** Start Selected extract **
Aaaah man i didnt mean to post so much my powerbook is messed up sorry.









(No worries! that is what mods are for!)


----------



## ESPMike (Mar 23, 2005)

Pretty cool mix of pets you have there. Id love to see some pics of your pit mastiff mix. I have a pit/bullmastiff and Ive never seen another similar mix. I attached a pic of mine below. Regarding the BD, while I dont have much experience with them, I am pretty sure they would be ok on a 75 for quite some time, assuming it is standard 75g dimensions of 48x18 footprint. Plenty of people here have substantial experience with BD and you will get some more well informed answers with more detail from them.

Welcome to PFury!

Oh and here's Gus:
View attachment 124821


----------



## flyboy (May 11, 2004)

Adult bearded dragons should be ok in a 75, a bit narrow though. However I would not put babies in such a large enclosure. Reason being they would have trouble thermoregulating, finding water, and finding and catching food. We kept baby Beardies in a size 10-15 reptile terrarium which is low profile and wide. The low height makes it easier to bask and achieve full doses of UV lighting, since the UV lighting isn't beneficial after 12 inches away from the source. You could start with a larger enclosure, but I would not go bigger than a 20 long for babies. Beardies grow very fast, usually reaching adult size at around a year and a half, so it wouldn't take too long for them to be ready for the 75. And I would not recommend putting any small lizard on sand, except for possibly cali-sand. Insectivorous lizards employ the use of "dive bombing" their prey items, which can lead to a mouthful of sand. And in small animals the sand may get stuck and not pass through the GI tract, causing impaction and death. Also, you have to be very careful of what size crickets you are feeding them. They will try to eat anything they can swallow, but if the cricket is too large then it too can become lodged in the GI tract.
** End Selected extract **
**Work to do:**
1. Quote the stretch of the bearded dragon thread from "(No worries! that" through "detail from them.".
2. According to the bearded dragon thread, at about what age do bearded dragons usually reach adult size?
3. Proceed with the bearded dragon thread, picking up after its final sentence.
** Start Data excerpts **
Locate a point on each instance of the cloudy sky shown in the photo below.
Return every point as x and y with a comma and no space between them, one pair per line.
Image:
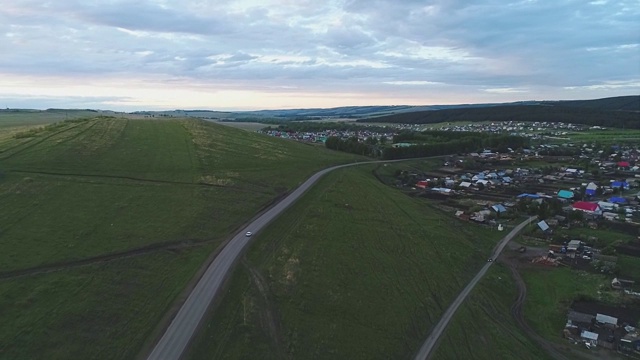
259,54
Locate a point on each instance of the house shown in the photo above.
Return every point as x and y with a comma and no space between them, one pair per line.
606,320
591,189
499,208
607,206
630,342
617,200
574,245
589,337
565,194
445,191
587,207
578,317
535,196
620,185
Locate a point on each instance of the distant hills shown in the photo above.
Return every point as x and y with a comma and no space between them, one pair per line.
622,112
522,110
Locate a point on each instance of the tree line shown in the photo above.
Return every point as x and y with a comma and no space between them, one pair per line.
435,143
525,113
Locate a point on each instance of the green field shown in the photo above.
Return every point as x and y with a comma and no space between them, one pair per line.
354,270
610,136
21,118
483,327
629,268
551,291
153,196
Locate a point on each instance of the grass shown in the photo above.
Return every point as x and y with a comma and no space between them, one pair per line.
610,136
20,118
102,311
550,293
110,185
604,236
483,327
84,189
629,267
354,270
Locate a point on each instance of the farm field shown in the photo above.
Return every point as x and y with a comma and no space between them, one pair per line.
123,212
354,270
100,311
483,327
610,136
550,293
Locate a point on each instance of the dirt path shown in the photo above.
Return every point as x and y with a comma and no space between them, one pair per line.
** End Data excerpts **
**Responses per task:**
1.
(No worries! that is what mods are for!)


----------



## ESPMike (Mar 23, 2005)

Pretty cool mix of pets you have there. Id love to see some pics of your pit mastiff mix. I have a pit/bullmastiff and Ive never seen another similar mix. I attached a pic of mine below. Regarding the BD, while I dont have much experience with them, I am pretty sure they would be ok on a 75 for quite some time, assuming it is standard 75g dimensions of 48x18 footprint. Plenty of people here have substantial experience with BD and you will get some more well informed answers with more detail from them.

2. Around a year and a half.

3.
Pinkies are fine as an occasional treat for adult beardies, however should not be fed regularly. Pinkies have a lot of fat and mammalian fat is hard to digest.


----------



## cueball (May 24, 2005)

awsome i wanta know more bout the african bull frog i always wanted one what do you keep yours in buddy???i always wanted one.


----------



## CrocKeeper (Dec 26, 2003)

Welcome to the site!

That is quite a collection you have, and I think it is really cool that your dad has kept his burmese.and that you were raised with one around...

Pixie frogs and horned frogs are remarkably similair frogs in habit and care....the pixie will seriously outgrow the horned frog though...not to say the horned frog will not be a considerable frog!

I will caution you not to feed the frogs by hand....(I do this for you specifically as your mention of handling, and being raised around a wide range of different taxa you will be more predisposed to handling just like my children)...both species have wicked vomerine teeth and are capable of a serious bite that results in what looks more like a cut from a razor blade....so as they grow.....be careful how they are fed and handled! Actually we have recently just had several disscussions on horned frogs..and some members have some, so make sure you read through their post!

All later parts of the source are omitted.